Kutipan.
++++++++

Bisa dicermati pula bagaimana sejarah politik kelahiran madzhab ini dari masa
ke masa. Mungkin kader PMII bisa digiring pada satu pertanyaan krusial, apakah
benar Aswaja itu madzhab?
PMII Sebagai Diskursus: Sebuah Proses Lanjutan
Pasca
dua fase itu, saya kira kader-kader PMII saatnya harus sudah “liar” dalam mengkonstruksi
ide. Mungkin agak kurang pas, tetapi dengan menyebut PMII sebagai diskursus,
saya hendak mengatakan bahwa di masa ini, kader-kader PMII harus bisa melihat
wacana sebagai kuasa. Diskursus sebagai kuasa yang darinya akan menghasilkan
kuasa lanjutan. Jika pengertian ini lebih kental nuansa Foucaultnya, Habermas
secara normatif melihat diskursus sebagai cara untuk memperoleh konsensus. Emansipasi
adalah kata kunci dalam pendekatan ini. Perencanaan partisipasi menjadi suatu
hal yang mesti dibangun untuk mencapai konsensus tersebut.
PMII
disini mesti diposisikan dalam relasinya dengan banyak elemen; sosial, politik,
ekonomi dan lainnya. Isu geopolitik, modal dan pengetahuan, feminisme, agama
dan transformasi global mungkin menjadi pilihan diskusi yang menarik dalam
konteks posisi PMII sebagai diskursus itu tadi.

++++++++

Baris Data.
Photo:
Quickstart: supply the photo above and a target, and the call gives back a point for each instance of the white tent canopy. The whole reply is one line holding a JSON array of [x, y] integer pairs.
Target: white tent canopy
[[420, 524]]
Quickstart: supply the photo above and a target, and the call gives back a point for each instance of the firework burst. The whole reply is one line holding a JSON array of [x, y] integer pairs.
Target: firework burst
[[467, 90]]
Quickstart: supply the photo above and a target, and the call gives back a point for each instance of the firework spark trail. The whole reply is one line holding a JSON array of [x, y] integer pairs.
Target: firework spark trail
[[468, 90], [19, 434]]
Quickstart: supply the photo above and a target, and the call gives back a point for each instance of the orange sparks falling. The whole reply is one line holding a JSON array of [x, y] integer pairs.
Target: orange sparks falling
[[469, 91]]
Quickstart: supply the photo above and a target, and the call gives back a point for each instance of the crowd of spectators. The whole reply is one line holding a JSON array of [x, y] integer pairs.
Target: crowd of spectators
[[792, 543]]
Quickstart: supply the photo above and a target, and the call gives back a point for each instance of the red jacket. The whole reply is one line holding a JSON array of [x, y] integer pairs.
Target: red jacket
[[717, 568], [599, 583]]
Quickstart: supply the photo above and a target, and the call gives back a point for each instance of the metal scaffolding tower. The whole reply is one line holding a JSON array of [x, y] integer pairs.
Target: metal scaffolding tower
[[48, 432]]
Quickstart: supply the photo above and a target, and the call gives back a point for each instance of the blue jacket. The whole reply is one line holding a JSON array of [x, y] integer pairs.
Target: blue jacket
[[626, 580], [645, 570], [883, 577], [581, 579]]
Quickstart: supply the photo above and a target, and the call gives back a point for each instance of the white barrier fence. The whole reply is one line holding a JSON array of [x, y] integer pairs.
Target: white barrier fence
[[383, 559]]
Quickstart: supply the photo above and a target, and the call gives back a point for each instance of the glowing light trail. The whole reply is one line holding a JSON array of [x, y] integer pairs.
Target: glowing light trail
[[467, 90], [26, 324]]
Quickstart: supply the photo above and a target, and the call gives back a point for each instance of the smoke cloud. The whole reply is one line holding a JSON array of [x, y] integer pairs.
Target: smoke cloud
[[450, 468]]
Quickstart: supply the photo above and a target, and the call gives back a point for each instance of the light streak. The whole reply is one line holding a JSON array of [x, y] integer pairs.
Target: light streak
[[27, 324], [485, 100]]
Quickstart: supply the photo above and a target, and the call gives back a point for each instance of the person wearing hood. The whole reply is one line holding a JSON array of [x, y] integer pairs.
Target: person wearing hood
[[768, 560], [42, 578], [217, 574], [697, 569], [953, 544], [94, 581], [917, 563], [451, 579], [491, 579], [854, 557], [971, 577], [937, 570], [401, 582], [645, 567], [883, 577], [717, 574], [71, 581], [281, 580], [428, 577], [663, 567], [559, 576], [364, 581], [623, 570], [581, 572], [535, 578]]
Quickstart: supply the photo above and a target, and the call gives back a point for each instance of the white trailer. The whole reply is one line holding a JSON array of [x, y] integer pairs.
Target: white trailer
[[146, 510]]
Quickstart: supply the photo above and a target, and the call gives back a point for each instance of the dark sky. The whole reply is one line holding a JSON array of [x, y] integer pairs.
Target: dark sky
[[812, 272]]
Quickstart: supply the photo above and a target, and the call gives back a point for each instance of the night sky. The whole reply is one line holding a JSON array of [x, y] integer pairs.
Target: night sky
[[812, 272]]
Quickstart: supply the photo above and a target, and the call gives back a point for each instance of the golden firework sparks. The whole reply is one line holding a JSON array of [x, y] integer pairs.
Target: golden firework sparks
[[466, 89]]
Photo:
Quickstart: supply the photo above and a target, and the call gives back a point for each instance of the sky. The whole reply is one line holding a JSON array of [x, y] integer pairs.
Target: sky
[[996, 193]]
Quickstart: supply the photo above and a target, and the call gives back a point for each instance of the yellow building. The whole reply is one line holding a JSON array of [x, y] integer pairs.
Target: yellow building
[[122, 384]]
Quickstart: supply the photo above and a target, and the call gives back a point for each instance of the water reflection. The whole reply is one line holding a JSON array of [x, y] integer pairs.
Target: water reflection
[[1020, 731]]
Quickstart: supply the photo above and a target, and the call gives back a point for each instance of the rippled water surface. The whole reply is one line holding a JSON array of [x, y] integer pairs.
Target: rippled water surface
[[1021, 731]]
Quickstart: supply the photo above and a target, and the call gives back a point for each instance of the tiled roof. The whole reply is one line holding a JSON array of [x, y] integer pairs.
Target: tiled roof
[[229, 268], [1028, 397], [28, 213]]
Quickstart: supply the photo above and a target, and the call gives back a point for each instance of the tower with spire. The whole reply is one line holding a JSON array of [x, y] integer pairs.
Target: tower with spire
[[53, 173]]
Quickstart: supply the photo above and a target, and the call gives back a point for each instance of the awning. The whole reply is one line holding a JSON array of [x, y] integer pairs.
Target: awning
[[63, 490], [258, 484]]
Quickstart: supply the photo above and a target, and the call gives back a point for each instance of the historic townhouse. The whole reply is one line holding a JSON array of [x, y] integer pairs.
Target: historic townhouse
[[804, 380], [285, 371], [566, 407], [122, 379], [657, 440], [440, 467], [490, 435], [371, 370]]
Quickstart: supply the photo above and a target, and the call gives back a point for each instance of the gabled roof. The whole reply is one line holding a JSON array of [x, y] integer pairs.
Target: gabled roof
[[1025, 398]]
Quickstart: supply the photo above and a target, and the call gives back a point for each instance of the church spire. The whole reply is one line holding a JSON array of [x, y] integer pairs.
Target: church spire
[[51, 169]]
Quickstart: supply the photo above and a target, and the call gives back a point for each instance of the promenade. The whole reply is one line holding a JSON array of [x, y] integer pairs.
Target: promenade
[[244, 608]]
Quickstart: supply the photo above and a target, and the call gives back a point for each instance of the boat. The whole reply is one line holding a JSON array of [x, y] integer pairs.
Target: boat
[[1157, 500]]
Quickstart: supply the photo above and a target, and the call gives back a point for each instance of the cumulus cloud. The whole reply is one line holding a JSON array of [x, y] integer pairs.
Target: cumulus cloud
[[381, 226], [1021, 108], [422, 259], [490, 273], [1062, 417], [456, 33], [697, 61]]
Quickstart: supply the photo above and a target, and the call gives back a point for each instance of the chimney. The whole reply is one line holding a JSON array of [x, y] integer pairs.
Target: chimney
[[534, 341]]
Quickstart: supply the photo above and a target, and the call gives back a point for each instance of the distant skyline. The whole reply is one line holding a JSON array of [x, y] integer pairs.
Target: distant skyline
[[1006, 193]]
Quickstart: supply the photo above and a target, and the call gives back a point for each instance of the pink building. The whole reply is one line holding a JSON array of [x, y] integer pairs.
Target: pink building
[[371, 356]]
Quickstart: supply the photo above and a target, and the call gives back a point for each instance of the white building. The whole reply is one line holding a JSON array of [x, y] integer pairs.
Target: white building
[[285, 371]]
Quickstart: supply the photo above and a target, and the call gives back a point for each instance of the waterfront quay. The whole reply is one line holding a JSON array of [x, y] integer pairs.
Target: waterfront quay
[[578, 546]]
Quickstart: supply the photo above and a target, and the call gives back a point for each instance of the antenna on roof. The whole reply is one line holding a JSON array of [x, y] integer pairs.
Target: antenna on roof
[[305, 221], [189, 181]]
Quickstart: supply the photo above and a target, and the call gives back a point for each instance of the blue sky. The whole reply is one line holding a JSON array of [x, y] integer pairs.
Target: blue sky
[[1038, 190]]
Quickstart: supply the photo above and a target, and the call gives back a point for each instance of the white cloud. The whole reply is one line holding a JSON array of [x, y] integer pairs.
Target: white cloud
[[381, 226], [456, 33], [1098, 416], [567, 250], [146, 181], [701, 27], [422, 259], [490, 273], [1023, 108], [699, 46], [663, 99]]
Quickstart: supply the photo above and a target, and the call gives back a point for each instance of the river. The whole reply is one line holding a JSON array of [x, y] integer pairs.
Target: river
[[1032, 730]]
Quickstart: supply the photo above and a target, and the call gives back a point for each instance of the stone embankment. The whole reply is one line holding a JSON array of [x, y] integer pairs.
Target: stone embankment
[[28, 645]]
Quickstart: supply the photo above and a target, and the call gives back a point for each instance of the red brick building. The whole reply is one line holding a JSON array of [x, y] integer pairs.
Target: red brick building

++++++++

Tulis ulang seluruh bagian kutipan tentang PMII, mulai dari "Bisa dicermati pula" sampai dengan "Aswaja itu madzhab?", tanpa mengubah satu kata pun. Data ini diambil dari sumber yang berbeda dengan kutipan.

Jawaban Tugas.
Bisa dicermati pula bagaimana sejarah politik kelahiran madzhab ini dari masa
ke masa. Mungkin kader PMII bisa digiring pada satu pertanyaan krusial, apakah
benar Aswaja itu madzhab?